# Texto para leitura
■ ■ ■ ■ ■ ■ ■
Depois da inauguração do trecho inicial do Eixo Norte da transposição do rio São Francisco, na última sexta-feira, os nordestinos se deparam com novo desafio: o projeto de privatização da água da transposição, previsto por decreto do presidente Jair Bolsonaro. Aquilo que era aguardado com tanta ansiedade e alegria - a chegada das águas - poderá ser tisnado por uma reviravolta questionável na natureza pública do projeto. Se isso ocorrer, condicionaria a vida de 12 milhões de beneficiários e as gerações sucessivas, já que deixariam de ter livre acesso a esse bem natural. E ficariam submetidos a tarifas de concessionários privados, que deverão incorporar nelas suas margens de lucro. Além, é claro, de decidirem a que prioridade atender: a social ou a privada? E aí surge a pergunta: essa decisão pode ser tomada sem prévia consulta direta à população? O espírito da Constituição de 1988 responde que não, ao prever a democracia participativa - segundo especialistas. É a esse debate que está sendo chamada a sociedade civil (universidades, organizações empresariais e de trabalhadores, além das lideranças políticas e comunitárias). Trata-se de uma decisão da qual o Nordeste e seu povo não podem ser alijados.

Chegar até aqui, nessa grande obra, exigiu vencer barreiras quase intransponíveis. Primeiro, a disputa do orçamento público com as regiões mais ricas e de maior poder político, sempre propensas a açambarcá-lo para si. Foi preciso uma nova configuração na correlação de forças nacionais, fora do esquadro tradicional, para que o Nordeste visse seu pleito, quase bicentenário, ser finalmente acolhido. A justeza da causa e a brecha aberta, então, no condomínio tradicional do poder permitiram o empuxo que transpôs todas as objeções. Democraticamente. Algumas, inclusive, respeitáveis, do ponto de vista ambiental e estratégico.
■ ■ ■ ■ ■ ■ ■
# Registros de dados
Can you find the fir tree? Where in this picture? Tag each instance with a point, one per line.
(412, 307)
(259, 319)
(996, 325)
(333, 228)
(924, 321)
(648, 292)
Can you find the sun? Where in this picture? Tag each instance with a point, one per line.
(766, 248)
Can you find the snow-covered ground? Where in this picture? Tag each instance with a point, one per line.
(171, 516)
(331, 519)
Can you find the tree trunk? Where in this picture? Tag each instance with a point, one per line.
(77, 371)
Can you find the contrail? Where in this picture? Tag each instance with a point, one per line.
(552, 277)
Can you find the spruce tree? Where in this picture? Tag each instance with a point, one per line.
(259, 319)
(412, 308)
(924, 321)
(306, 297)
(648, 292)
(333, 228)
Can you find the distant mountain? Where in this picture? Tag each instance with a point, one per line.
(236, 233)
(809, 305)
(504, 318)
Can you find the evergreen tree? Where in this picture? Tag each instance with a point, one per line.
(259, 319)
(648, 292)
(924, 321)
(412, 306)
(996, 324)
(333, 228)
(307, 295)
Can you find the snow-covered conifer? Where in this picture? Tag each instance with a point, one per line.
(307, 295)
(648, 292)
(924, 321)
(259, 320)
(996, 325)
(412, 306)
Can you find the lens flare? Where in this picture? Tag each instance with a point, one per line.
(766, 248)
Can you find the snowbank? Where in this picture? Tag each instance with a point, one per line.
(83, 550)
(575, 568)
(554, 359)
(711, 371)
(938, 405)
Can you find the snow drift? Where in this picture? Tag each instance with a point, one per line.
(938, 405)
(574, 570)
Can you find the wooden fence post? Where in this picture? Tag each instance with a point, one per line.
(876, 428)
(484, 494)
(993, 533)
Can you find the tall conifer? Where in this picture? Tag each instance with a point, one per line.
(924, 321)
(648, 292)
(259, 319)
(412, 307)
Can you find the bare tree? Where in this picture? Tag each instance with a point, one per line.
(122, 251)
■ ■ ■ ■ ■ ■ ■
# Tarefas
1. Copie do texto sobre a transposição do rio São Francisco, sem mudar nada, o trecho que vai de "Chegar até aqui, nessa" até "ambiental e estratégico.".
2. Dê continuidade ao texto sobre a transposição do rio São Francisco, começando logo depois da última frase.

# Resultados
1.
Chegar até aqui, nessa grande obra, exigiu vencer barreiras quase intransponíveis. Primeiro, a disputa do orçamento público com as regiões mais ricas e de maior poder político, sempre propensas a açambarcá-lo para si. Foi preciso uma nova configuração na correlação de forças nacionais, fora do esquadro tradicional, para que o Nordeste visse seu pleito, quase bicentenário, ser finalmente acolhido. A justeza da causa e a brecha aberta, então, no condomínio tradicional do poder permitiram o empuxo que transpôs todas as objeções. Democraticamente. Algumas, inclusive, respeitáveis, do ponto de vista ambiental e estratégico.

2.
Contudo, a maior parte das forças que conscientemente defenderam o projeto fizeram-no fundadas em razões históricas e de justiça social, pretendendo pôr o interesse público acima dos segmentais, restritivos. Não faltava a busca simultânea do progresso econômico como base de sustentação para a transformação social, em demanda de uma sociedade menos desigual.

Esses pré-requisitos não podem agora correr o risco de ser anulados pela entrega de todo esse patrimônio - erguido com o suado dinheiro do contribuinte - ao interesse privado. A luta não foi para colocar uma nova canga no pescoço do povo, negando-lhe o acesso universal à água - um bem natural e público -, através de uma tarifa ditada pela perspectiva de margens de lucro de um concessionário privado. Às vezes até estrangeiro.

A utilização da água como mercadoria privada está na contramão da tendência mundial de considerá-la bem público e de acesso universal. Falta consultar diretamente a população se aceita o contrário.